Task description:
What is needed is a word-for-word copy of the listing below, without pictures.

Excerpted records:
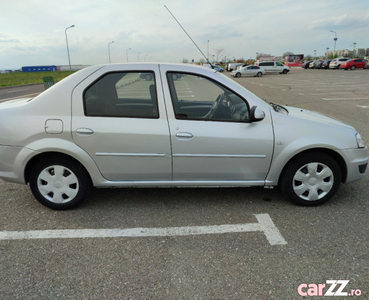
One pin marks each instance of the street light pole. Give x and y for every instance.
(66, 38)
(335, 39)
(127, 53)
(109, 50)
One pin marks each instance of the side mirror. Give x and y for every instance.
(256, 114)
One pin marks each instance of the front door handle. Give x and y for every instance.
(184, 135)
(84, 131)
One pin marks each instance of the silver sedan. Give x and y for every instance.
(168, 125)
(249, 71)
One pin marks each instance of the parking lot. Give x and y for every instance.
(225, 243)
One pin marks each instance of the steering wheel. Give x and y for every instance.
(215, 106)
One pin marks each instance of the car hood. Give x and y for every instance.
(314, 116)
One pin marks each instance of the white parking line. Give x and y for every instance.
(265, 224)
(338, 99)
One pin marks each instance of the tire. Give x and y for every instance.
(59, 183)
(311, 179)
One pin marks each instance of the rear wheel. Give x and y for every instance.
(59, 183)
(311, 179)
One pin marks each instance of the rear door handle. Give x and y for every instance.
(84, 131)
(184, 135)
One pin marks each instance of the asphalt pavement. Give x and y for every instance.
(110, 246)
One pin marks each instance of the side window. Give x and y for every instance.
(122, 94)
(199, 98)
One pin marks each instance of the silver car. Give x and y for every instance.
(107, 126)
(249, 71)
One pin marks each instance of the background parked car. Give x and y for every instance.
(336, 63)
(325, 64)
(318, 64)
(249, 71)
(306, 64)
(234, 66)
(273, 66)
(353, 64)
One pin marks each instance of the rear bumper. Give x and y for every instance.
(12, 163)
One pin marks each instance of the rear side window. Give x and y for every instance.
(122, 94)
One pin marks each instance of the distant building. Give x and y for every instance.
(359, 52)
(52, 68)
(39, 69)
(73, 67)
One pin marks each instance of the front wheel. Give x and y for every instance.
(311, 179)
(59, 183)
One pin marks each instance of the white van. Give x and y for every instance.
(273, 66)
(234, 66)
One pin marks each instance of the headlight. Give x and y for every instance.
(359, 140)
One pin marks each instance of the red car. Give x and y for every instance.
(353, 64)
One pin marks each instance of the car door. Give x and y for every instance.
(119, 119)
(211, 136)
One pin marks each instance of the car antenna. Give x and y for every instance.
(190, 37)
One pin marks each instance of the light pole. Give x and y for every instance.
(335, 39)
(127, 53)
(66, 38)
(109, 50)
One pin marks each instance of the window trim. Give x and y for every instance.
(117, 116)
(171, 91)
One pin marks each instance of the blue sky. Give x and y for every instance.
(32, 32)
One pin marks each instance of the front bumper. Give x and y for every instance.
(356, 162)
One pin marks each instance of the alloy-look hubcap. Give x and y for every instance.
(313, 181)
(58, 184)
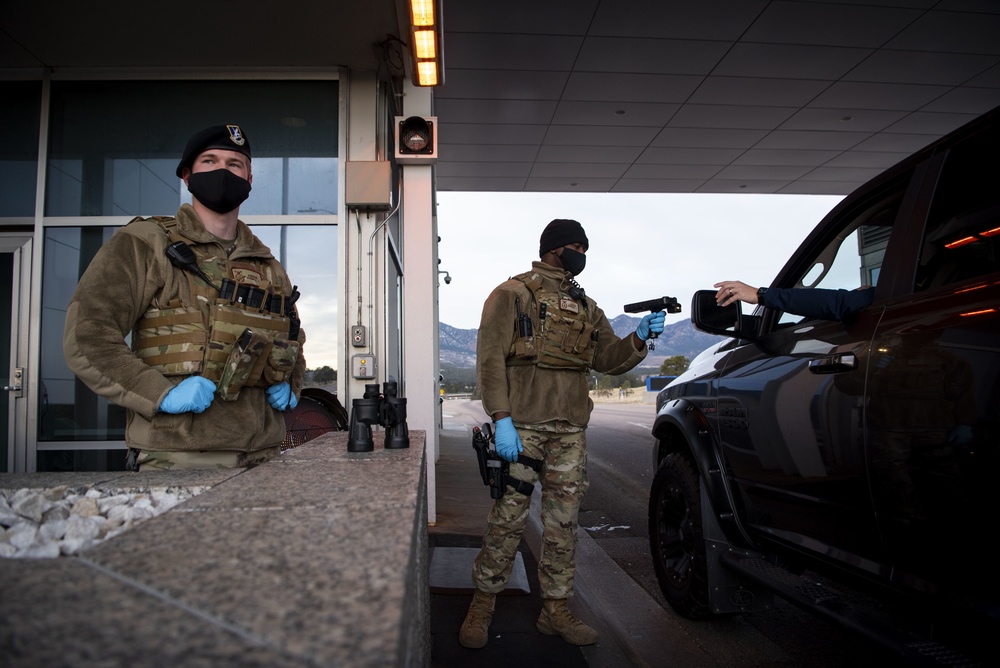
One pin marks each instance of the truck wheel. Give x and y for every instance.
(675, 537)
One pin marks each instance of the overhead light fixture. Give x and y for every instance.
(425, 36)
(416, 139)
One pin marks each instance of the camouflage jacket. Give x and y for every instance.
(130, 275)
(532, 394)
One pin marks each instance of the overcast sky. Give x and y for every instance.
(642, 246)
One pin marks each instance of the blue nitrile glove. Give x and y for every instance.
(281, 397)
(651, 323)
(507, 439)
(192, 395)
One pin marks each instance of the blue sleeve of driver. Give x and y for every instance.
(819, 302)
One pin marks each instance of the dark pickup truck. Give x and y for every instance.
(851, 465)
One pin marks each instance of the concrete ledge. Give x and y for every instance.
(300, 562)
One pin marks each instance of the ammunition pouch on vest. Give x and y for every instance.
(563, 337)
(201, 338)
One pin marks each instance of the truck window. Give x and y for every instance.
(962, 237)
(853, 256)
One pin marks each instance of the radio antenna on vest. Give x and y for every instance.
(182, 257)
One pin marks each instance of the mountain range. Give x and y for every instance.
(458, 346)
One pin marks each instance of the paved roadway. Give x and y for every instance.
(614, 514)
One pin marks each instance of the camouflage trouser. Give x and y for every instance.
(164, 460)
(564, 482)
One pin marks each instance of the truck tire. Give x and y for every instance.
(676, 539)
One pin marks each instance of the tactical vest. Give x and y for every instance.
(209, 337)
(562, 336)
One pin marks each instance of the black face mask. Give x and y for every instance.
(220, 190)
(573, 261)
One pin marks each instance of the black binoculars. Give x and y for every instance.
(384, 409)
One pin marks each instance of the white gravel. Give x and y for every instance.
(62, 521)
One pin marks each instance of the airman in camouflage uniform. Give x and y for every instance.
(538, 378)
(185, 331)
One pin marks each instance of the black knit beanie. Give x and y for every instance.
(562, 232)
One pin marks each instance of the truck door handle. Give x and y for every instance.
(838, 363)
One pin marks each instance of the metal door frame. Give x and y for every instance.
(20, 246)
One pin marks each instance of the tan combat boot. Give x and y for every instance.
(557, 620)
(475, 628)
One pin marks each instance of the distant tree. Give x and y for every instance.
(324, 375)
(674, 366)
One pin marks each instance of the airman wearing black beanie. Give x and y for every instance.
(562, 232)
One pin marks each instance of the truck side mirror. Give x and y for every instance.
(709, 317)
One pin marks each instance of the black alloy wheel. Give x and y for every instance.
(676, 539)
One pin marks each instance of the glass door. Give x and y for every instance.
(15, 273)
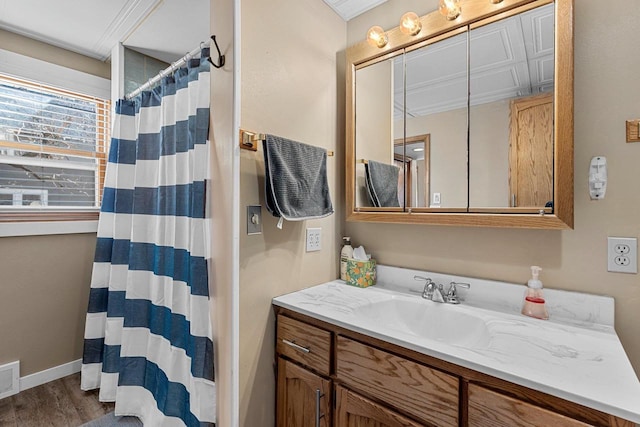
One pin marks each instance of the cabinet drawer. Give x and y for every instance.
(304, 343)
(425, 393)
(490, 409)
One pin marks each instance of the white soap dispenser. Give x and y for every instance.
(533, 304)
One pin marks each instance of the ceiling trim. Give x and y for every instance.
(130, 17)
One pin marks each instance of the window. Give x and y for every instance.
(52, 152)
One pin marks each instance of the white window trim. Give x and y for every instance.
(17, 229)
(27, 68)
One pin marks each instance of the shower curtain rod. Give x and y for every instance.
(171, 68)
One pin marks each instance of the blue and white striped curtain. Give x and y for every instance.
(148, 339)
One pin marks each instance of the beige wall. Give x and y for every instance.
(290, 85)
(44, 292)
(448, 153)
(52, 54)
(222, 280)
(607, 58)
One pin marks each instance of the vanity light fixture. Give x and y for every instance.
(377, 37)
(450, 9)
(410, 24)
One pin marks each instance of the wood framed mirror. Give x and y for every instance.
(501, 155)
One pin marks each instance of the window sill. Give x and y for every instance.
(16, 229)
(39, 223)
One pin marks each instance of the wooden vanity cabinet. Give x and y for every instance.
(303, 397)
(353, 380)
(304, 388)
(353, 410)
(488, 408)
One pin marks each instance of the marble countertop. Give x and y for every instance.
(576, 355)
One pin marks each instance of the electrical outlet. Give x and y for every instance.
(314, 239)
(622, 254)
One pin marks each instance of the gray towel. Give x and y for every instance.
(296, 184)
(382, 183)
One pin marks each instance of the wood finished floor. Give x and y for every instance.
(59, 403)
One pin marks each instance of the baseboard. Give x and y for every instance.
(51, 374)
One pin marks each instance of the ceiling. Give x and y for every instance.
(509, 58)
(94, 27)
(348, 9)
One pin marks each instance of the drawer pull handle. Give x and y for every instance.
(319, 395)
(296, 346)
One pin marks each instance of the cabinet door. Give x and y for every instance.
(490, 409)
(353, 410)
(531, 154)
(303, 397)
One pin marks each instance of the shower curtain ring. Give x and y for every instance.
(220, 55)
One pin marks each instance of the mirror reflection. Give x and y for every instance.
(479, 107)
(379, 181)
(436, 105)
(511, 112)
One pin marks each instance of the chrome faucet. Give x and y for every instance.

Exercise output:
One pin marks each instance of the street light pole. Give x and y for every instance.
(66, 38)
(335, 39)
(127, 53)
(109, 50)
One pin marks each instance of the side mirror. Give x and y for every instance.
(256, 114)
One pin marks each instance of the front door handle. Give x and y for every instance.
(184, 135)
(84, 131)
One pin marks each instance of the silver sedan. Give x and y for every instance.
(168, 125)
(249, 71)
One pin marks each instance of the parking lot. Give x and y for every instance.
(225, 243)
One pin marks each instance of the steering wheel. Give x and y for every instance.
(215, 106)
One pin marks each instance of the car hood. Give x and y for every instance.
(314, 116)
One pin marks each instance of the white parking line. Give x and y for every instance.
(265, 224)
(338, 99)
One pin marks each instance of the tire. Give x and y for every instance.
(59, 183)
(311, 179)
One pin marks each instance of the rear wheel. Give x and y for every instance.
(59, 183)
(311, 179)
One pin marks each instance of the rear door handle. Give x and y for every instance.
(84, 131)
(184, 135)
One pin marks each instance of the asphalt pavement. Give x and y for every instance.
(110, 246)
One pin marks each instance of the side window. Give x and y for every instance.
(122, 94)
(199, 98)
One pin marks each instance of the silver car. Give x and y for every instance.
(107, 126)
(249, 71)
One pin marks each instance of the background parked car. Give x and y for every instance.
(336, 63)
(325, 64)
(318, 64)
(249, 71)
(306, 64)
(234, 66)
(273, 66)
(353, 64)
One pin marks each instance of the rear bumper. Give x and y for every instance.
(12, 163)
One pin marks each instance of the rear side window. Give x and y for every instance.
(122, 94)
One pin marks each instance of the distant building. Give x and y for every instance.
(359, 52)
(52, 68)
(39, 69)
(73, 67)
One pin marks each instance of the front wheel. Give x and y for every instance.
(311, 179)
(59, 183)
One pin marks each instance of the white van. Give x and y for every instance.
(273, 66)
(234, 66)
One pin marks each instance of the headlight. Give x and y for every instance.
(359, 140)
One pin marks each instance of the red car. Give x and y for every instance.
(353, 64)
One pin marks each instance of the car door. Give x and y for every instance.
(119, 119)
(211, 136)
One pin marks each instance of the car antenna. Give x and y for every instance.
(190, 37)
One pin marks each instance of the light pole. Give x and y for every instance.
(335, 39)
(127, 53)
(66, 38)
(109, 50)
One pin marks each instance of the window trim. Give x and y for every instance.
(117, 116)
(171, 91)
One pin marks each instance of the blue sky. Give x and y for every instance.
(32, 32)
One pin marks each instance of the front bumper. Give x and y for every instance.
(356, 162)
One pin marks each instance of the alloy-look hubcap. Give x and y for every instance.
(313, 181)
(58, 184)
One pin marks each instance of the truck wheel. Give x and y for every instance.
(675, 537)
One pin marks each instance of the overhead light fixture. Give x and y for every instance.
(425, 36)
(416, 139)
One pin marks each instance of the camouflage jacket. Give x and y for every instance.
(130, 275)
(532, 394)
One pin marks each instance of the overcast sky. Give x and y for every instance.
(642, 246)
One pin marks each instance of the blue nitrile glove. Give x and y for every instance.
(281, 397)
(651, 323)
(507, 439)
(192, 395)
One pin marks each instance of the blue sleeve of driver. Give x and y for every instance.
(819, 302)
One pin marks each instance of the dark pickup truck. Give x and y for every instance.
(851, 465)
One pin marks each instance of the concrete ledge. Give x and y for every instance.
(300, 562)
One pin marks each instance of the ammunition pouch on vest. Give x and y for every instance.
(563, 337)
(201, 338)
One pin marks each instance of the truck window. Give x and y for every instance.
(962, 237)
(853, 256)
One pin marks each instance of the radio antenna on vest. Give x and y for every instance.
(182, 257)
One pin marks each instance of the mountain range. Give x and y for every instance.
(458, 346)
One pin marks each instance of the paved roadway. Give x and y for every instance.
(614, 514)
One pin marks each instance of the camouflage trouser. Give x and y for every instance.
(164, 460)
(564, 482)
One pin marks each instance of the truck tire. Give x and y for every instance.
(676, 539)
One pin marks each instance of the tactical vest. Give x and y for every instance.
(209, 337)
(562, 336)
One pin marks each instance of the black face mask. Give x and y for every instance.
(220, 190)
(573, 261)
One pin marks each instance of the black binoculars. Give x and y for every instance.
(384, 409)
One pin marks each instance of the white gravel. Give x and y for every instance.
(62, 521)
One pin marks each instance of the airman in camouflage uniform. Give x and y for every instance.
(538, 378)
(185, 331)
One pin marks each instance of the black knit beanie. Give x and y for every instance.
(562, 232)
One pin marks each instance of the truck door handle. Give x and y for every instance.
(838, 363)
One pin marks each instance of the metal door frame. Give x and y for every instance.
(20, 246)
One pin marks each instance of the tan combat boot. Give x and y for every instance.
(557, 620)
(475, 628)
One pin marks each instance of the distant tree. Give x and y for every instance.
(324, 375)
(674, 366)
One pin marks each instance of the airman wearing black beanie. Give x and y for every instance.
(562, 232)
One pin marks each instance of the truck side mirror. Give x and y for every instance.
(709, 317)
One pin marks each instance of the black alloy wheel. Give x and y for every instance.
(676, 539)
One pin marks each instance of the glass door. Give x and y for every instance.
(15, 273)
One pin marks each instance of the cabinet drawer. Give x and y for every instance.
(304, 343)
(425, 393)
(490, 409)
One pin marks each instance of the white soap dispenser. Give x and y for every instance.
(533, 304)
One pin marks each instance of the ceiling trim. Give x and y for every instance.
(130, 17)
One pin marks each instance of the window. Give x and y for every instance.
(52, 152)
One pin marks each instance of the white window trim. Give x and y for every instance.
(17, 229)
(27, 68)
One pin marks each instance of the shower curtain rod. Give x and y for every instance.
(171, 68)
One pin marks each instance of the blue and white striped curtain. Give x and y for every instance.
(148, 339)
One pin marks each instance of the beige wall. Give x and y for every instance.
(290, 85)
(44, 292)
(448, 153)
(52, 54)
(222, 280)
(607, 58)
One pin marks each instance of the vanity light fixture. Give x and y for every instance.
(377, 37)
(450, 9)
(410, 24)
One pin marks each instance of the wood framed mirror. Give x and y for every instance.
(501, 155)
One pin marks each instance of the window sill. Give x and y for every instance.
(16, 229)
(39, 223)
One pin marks each instance of the wooden vanity cabinet. Give x and y for every instance.
(303, 397)
(353, 380)
(304, 388)
(353, 410)
(488, 408)
One pin marks each instance of the marble countertop. Give x and y for every instance.
(576, 355)
One pin marks each instance of the electrical outlet. Give x and y for every instance.
(314, 239)
(622, 254)
One pin marks each instance of the gray towel. Give x and y for every instance.
(296, 184)
(382, 183)
One pin marks each instance of the wood finished floor. Give x and y for every instance.
(59, 403)
One pin marks each instance of the baseboard. Give x and y for every instance.
(51, 374)
One pin marks each instance of the ceiling. Give x and y for every instance.
(509, 58)
(94, 27)
(348, 9)
One pin marks each instance of the drawer pull handle. Give x and y for every instance.
(319, 395)
(296, 346)
One pin marks each instance of the cabinet door. Give x and y for every instance.
(490, 409)
(353, 410)
(531, 154)
(303, 397)
One pin marks each instance of the shower curtain ring. Give x and y for every instance.
(220, 55)
One pin marks each instance of the mirror reflection. Give x and y for every instance.
(479, 107)
(379, 181)
(436, 105)
(511, 112)
One pin marks each instance of the chrome faucet. Give x and y for every instance.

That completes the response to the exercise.